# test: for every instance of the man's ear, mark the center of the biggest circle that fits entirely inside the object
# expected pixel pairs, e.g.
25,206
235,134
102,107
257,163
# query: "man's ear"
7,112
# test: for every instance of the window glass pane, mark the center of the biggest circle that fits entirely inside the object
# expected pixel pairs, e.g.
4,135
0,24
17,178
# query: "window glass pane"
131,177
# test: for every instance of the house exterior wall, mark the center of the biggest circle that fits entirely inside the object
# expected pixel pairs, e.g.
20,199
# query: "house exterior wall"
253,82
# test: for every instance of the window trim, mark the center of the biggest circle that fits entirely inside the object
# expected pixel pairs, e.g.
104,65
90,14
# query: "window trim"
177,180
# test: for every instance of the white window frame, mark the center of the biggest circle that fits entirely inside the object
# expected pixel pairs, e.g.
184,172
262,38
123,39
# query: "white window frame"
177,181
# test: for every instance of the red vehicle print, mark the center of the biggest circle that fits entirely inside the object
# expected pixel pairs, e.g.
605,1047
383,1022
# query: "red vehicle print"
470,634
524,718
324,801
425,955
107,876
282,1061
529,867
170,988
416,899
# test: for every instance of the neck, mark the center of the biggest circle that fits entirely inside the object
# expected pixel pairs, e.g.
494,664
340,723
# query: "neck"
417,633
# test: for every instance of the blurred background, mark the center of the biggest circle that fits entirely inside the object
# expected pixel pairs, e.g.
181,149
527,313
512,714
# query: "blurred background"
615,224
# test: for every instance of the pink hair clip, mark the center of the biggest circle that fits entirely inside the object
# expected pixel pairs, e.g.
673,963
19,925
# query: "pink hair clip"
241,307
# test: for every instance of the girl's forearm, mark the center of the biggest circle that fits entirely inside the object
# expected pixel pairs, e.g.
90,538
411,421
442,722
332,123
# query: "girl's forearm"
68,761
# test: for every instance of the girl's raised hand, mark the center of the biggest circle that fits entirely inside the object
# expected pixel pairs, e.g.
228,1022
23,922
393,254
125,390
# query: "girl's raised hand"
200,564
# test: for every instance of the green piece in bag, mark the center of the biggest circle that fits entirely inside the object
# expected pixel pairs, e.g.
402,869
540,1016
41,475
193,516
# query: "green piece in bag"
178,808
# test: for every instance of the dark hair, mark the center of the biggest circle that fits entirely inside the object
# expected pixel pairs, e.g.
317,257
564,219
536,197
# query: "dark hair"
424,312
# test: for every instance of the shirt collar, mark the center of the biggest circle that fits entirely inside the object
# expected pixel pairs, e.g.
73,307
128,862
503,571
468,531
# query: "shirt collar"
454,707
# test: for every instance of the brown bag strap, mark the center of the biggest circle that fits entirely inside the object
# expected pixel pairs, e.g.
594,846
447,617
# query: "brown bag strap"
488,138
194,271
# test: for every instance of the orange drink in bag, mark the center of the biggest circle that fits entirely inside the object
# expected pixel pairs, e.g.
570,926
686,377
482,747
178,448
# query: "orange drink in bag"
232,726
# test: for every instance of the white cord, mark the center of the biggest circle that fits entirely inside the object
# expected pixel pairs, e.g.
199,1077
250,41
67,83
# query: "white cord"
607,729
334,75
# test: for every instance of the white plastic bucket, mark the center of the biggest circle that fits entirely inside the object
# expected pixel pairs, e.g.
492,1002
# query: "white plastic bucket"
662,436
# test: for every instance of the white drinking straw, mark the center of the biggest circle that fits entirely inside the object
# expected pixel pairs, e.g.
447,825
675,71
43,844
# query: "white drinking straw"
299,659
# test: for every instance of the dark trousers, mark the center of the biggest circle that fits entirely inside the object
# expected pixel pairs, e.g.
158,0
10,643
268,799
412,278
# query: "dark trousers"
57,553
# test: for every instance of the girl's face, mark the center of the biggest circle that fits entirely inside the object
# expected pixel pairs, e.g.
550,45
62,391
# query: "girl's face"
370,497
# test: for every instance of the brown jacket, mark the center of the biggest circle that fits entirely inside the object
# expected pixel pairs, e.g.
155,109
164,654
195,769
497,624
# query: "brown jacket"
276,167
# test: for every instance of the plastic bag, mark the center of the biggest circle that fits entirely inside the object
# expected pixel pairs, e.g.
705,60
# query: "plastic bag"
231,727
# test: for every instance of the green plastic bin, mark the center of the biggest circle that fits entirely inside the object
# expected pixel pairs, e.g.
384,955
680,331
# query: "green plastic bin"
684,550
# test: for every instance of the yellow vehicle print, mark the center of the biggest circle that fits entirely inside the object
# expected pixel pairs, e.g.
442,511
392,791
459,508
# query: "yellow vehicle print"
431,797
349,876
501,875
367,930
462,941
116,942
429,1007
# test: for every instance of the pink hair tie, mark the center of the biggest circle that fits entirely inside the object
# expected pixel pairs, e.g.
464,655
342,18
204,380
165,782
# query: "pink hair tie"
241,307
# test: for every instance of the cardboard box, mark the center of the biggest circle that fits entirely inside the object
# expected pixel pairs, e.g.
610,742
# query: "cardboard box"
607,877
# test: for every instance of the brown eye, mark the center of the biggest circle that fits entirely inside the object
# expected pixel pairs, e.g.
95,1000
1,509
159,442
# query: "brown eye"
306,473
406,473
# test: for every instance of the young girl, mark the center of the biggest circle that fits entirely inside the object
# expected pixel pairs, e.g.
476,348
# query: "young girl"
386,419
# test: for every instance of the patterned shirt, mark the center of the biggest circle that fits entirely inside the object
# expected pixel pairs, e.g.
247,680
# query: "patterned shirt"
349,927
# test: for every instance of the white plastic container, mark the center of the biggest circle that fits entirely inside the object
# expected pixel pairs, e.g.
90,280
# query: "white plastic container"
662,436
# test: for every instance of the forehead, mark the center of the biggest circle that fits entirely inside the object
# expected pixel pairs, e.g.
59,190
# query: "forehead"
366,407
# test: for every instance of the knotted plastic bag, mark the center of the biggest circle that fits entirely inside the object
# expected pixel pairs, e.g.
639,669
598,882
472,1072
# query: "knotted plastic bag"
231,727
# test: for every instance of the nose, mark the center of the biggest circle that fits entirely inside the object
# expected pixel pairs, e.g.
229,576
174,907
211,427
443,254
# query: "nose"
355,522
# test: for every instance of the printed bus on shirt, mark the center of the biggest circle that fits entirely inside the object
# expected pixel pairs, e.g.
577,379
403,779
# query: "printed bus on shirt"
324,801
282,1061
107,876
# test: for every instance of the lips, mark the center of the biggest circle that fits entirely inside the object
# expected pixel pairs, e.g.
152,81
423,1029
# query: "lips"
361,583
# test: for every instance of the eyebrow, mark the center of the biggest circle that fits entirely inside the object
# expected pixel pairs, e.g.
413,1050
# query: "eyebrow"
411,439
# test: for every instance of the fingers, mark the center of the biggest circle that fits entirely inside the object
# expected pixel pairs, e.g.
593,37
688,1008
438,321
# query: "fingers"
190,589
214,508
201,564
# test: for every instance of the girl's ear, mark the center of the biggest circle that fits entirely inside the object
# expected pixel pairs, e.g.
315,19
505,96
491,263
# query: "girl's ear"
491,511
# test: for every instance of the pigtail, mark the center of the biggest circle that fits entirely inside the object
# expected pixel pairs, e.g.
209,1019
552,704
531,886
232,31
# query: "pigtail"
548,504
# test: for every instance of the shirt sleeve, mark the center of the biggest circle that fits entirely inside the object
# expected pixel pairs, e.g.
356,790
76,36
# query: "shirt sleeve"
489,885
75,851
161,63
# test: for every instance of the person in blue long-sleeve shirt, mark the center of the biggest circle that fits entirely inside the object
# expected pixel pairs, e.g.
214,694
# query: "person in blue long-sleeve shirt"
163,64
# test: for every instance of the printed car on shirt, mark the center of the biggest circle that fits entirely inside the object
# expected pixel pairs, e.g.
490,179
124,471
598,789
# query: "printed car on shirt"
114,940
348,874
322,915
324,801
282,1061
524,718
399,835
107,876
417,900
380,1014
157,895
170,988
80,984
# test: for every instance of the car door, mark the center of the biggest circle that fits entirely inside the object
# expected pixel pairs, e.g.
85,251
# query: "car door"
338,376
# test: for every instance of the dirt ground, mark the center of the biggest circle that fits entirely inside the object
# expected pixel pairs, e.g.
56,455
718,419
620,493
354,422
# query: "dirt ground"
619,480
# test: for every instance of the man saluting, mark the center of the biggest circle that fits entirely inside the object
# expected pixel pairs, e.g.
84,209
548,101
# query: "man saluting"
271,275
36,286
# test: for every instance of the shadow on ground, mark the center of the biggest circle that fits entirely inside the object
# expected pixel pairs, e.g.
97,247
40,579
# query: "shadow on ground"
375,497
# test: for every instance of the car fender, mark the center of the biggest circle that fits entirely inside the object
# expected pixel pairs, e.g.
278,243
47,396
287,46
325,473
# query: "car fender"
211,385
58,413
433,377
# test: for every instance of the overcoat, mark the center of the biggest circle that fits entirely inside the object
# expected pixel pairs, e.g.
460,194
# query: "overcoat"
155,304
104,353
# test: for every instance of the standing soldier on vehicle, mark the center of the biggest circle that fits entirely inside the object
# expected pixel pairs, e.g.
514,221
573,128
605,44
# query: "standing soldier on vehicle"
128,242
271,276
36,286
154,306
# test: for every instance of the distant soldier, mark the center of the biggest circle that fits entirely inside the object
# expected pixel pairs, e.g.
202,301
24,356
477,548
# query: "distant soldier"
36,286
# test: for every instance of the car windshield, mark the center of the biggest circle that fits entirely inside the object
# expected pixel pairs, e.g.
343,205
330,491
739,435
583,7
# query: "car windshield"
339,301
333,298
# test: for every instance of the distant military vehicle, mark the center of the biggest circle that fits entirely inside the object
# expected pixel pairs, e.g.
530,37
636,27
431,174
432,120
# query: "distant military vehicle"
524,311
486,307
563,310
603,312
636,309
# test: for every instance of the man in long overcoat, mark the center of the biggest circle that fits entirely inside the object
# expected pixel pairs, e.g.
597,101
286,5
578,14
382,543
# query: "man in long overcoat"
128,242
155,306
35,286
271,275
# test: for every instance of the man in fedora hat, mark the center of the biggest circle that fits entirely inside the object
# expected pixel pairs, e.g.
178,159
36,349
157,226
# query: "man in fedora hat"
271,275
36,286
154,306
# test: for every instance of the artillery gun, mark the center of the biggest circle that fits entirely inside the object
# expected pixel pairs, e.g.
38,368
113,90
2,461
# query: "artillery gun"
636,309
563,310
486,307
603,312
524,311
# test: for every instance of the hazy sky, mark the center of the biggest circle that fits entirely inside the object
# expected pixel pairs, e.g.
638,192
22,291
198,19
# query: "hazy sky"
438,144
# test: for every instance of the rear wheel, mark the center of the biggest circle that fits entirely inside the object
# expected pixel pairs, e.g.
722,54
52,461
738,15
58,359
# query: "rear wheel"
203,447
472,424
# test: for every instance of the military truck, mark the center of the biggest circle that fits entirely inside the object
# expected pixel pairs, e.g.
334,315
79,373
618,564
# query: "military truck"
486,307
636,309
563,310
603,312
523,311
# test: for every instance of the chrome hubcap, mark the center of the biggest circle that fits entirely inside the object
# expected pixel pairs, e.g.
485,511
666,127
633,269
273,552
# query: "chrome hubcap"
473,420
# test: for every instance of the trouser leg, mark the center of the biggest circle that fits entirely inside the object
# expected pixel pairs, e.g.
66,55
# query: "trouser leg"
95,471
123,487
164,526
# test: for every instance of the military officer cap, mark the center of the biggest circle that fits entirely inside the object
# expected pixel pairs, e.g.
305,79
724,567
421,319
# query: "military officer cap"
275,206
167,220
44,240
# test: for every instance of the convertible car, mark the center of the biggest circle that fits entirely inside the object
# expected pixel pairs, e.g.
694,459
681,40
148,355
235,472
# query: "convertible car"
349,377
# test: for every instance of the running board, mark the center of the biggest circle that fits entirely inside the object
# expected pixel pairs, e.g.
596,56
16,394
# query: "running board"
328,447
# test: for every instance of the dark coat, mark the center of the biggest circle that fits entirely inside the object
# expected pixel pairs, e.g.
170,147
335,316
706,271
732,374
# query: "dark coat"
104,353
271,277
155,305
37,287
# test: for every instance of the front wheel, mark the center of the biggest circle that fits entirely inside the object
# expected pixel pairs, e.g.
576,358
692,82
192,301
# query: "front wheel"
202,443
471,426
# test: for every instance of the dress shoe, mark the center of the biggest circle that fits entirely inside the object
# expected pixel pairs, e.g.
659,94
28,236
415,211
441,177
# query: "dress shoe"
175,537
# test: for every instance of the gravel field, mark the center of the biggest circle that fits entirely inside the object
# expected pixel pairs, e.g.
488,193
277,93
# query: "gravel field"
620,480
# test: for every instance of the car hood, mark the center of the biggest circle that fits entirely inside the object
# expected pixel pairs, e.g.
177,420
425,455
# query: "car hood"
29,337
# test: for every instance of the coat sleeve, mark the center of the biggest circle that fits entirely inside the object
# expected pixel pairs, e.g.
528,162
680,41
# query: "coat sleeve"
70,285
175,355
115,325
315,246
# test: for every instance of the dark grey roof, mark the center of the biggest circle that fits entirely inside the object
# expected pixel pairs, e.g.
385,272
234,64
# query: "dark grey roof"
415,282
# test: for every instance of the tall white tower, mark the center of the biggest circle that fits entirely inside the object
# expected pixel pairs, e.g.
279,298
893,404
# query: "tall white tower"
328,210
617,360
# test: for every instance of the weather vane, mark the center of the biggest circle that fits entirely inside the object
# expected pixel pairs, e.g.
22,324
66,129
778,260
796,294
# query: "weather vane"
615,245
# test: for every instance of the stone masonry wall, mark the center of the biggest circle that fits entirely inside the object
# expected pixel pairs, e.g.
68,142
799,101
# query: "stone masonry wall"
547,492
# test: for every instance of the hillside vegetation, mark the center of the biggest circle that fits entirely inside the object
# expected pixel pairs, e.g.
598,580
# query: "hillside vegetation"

TASK DESCRIPTION:
Everything from the line containing "# test: for every instance of the tall" to the last line of the entries above should be quoted exactly, and only that.

COMPLETED EXERCISE:
# test: for every instance of the tall white tower, mark the center of the biggest circle that fits entirely inside the object
# expected pixel pairs, e.g.
279,298
893,404
# query: "tall white tower"
328,210
617,360
# test: for every instance of the weather vane, mark the center of the biggest circle that fits entirely inside the object
# expected pixel pairs, e.g.
22,324
66,129
778,260
796,294
# query: "weather vane"
615,245
# test: for every instance of the stone masonry wall, mark the center of the biggest circle that fits entirely inside the object
# expected pixel pairs, e.g.
68,142
799,101
# query: "stone masonry wall"
547,492
# test: for every instance of the hillside vegetation, mark the center of the biggest circle that fits entirely inside the object
# expected pixel pairs, e.g.
598,580
# query: "hillside vegetation"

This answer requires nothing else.